● **ACTIVIDAD**: Según el fragmento sobre el turismo, ¿qué cinco cosas no pueden soportar el turismo actual? Enuméralas todas.

+++ FRAGMENTO PROPORCIONADO +++

El turismo es un fenómeno típicamente contemporáneo, que no para de crecer. El colapso que sufren las ciudades más emblemáticas a menudo se torna insufrible para la gente que pretende vivir allí, y hace muy difícil su gestión y su digestión. En muchos lugares, más que el maná de los dioses se ha convertido ya en una auténtica plaga. Resulta curioso, que el crecimiento continuado de movimiento turístico, ya no tiene que ver con los ciclos económicos expansivos, con el optimismo consumidor que los suele caracterizar, sino con una pulsión cada vez más intensa y generalizada a moverse que se sostiene sobre una disminución también continua de los costes de hacerlo. Un mundo en el que se ha impuesto el low cost como en ningún otro, y no sólo por los precios irrisorios de los vuelos de avión, especialmente los interiores en Europa, sino también con ofertas de alojamiento a precios cada vez más tentadores. Especialmente fuera de la temporada alta, te puede salir económicamente más a cuenta hacer el turista, que no quedarte en casa. Globalmente, el turismo se ha convertido en insostenible en términos sociales, urbanísticos y medioambientales. No hay ni equipamientos, ni capacidades de aeropuertos que lo puedan soportar, y mucho menos el calentamiento global, el bienestar o el sentido común.

+++ MUESTRAS DE DATOS +++

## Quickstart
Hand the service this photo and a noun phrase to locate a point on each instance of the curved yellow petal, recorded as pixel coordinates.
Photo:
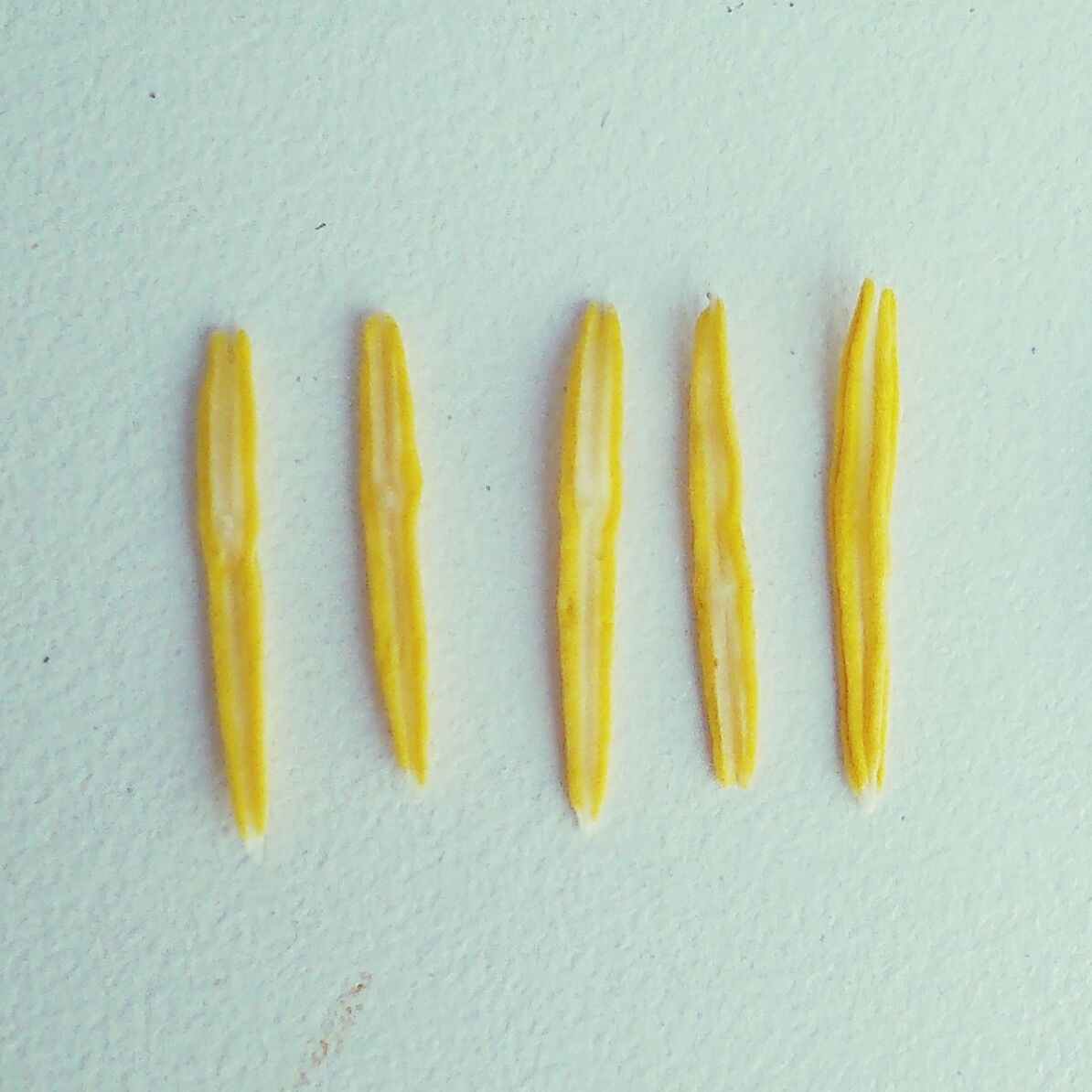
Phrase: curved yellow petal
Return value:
(227, 516)
(589, 501)
(722, 584)
(390, 485)
(860, 504)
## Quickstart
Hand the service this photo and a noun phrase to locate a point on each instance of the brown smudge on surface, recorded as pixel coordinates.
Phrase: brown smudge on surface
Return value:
(338, 1021)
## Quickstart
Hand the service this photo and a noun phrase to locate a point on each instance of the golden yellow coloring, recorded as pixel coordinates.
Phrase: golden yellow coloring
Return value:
(227, 517)
(722, 583)
(589, 501)
(860, 504)
(390, 497)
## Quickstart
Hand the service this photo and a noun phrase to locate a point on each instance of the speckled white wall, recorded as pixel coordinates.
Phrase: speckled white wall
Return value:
(480, 168)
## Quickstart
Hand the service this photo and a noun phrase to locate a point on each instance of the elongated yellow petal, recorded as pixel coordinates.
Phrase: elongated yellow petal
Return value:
(722, 583)
(860, 502)
(390, 497)
(590, 499)
(227, 514)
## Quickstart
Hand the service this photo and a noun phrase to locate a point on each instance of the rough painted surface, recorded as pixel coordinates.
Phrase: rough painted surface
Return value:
(480, 174)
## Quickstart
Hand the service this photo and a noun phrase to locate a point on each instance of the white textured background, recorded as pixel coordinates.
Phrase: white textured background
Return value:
(482, 168)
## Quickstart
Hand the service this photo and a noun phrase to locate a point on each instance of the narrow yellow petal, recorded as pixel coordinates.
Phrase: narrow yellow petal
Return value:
(227, 516)
(859, 513)
(589, 501)
(877, 546)
(390, 496)
(723, 591)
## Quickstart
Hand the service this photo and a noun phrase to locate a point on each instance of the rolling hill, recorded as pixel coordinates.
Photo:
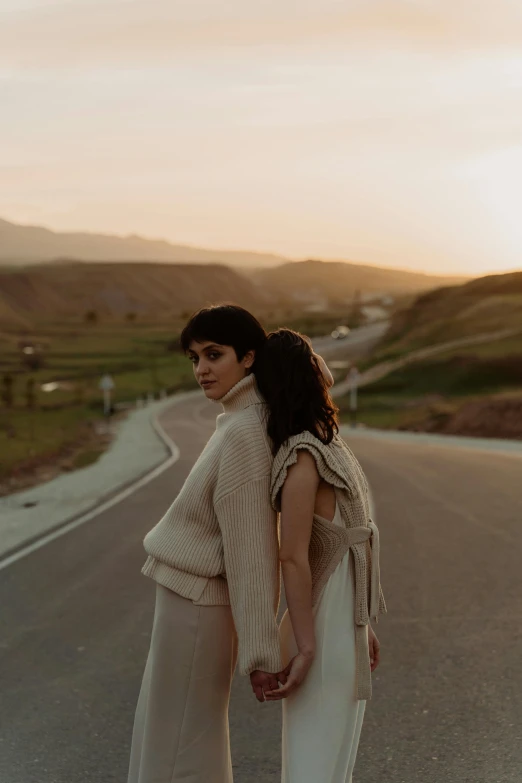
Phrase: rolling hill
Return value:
(486, 304)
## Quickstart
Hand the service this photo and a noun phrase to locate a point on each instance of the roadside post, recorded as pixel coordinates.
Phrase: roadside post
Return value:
(353, 381)
(106, 385)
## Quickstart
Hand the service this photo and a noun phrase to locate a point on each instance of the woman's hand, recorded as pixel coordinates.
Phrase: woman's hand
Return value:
(295, 673)
(374, 649)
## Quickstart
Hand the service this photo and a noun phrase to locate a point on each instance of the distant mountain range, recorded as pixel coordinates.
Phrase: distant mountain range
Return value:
(339, 281)
(20, 245)
(151, 291)
(45, 275)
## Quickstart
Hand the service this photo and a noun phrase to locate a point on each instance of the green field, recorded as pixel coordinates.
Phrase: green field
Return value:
(138, 359)
(136, 355)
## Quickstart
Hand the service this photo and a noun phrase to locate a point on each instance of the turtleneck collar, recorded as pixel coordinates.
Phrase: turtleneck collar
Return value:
(241, 395)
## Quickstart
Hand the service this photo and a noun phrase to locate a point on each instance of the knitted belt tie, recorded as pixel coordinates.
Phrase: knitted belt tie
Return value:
(358, 535)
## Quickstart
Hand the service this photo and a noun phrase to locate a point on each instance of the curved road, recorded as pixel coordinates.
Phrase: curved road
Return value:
(76, 617)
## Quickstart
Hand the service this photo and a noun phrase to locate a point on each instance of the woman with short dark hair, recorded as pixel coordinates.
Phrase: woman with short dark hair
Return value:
(330, 560)
(214, 557)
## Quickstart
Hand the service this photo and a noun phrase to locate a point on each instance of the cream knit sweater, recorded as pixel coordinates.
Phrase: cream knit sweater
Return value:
(218, 542)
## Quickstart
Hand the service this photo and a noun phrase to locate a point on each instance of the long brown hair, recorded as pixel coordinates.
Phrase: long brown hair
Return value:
(290, 379)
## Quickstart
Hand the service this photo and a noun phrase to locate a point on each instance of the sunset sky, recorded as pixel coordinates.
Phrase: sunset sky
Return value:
(380, 131)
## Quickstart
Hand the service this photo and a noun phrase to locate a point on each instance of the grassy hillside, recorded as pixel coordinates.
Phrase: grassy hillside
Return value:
(486, 304)
(54, 292)
(471, 390)
(339, 281)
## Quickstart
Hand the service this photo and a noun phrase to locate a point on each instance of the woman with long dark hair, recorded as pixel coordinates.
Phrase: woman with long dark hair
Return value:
(329, 551)
(214, 558)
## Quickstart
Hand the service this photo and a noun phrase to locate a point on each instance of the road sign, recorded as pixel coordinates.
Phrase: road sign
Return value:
(106, 385)
(353, 381)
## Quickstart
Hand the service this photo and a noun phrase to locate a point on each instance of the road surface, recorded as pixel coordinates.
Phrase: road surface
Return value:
(76, 617)
(358, 342)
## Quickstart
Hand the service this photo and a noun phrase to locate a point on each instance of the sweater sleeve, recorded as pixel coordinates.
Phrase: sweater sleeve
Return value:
(251, 551)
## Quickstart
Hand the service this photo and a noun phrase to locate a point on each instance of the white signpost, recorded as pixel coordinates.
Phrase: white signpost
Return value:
(353, 381)
(106, 385)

+++

● **SOLUCIÓN DEL EJERCICIO**:
- Los equipamientos
- Las capacidades de los aeropuertos
- El calentamiento global
- El bienestar
- El sentido común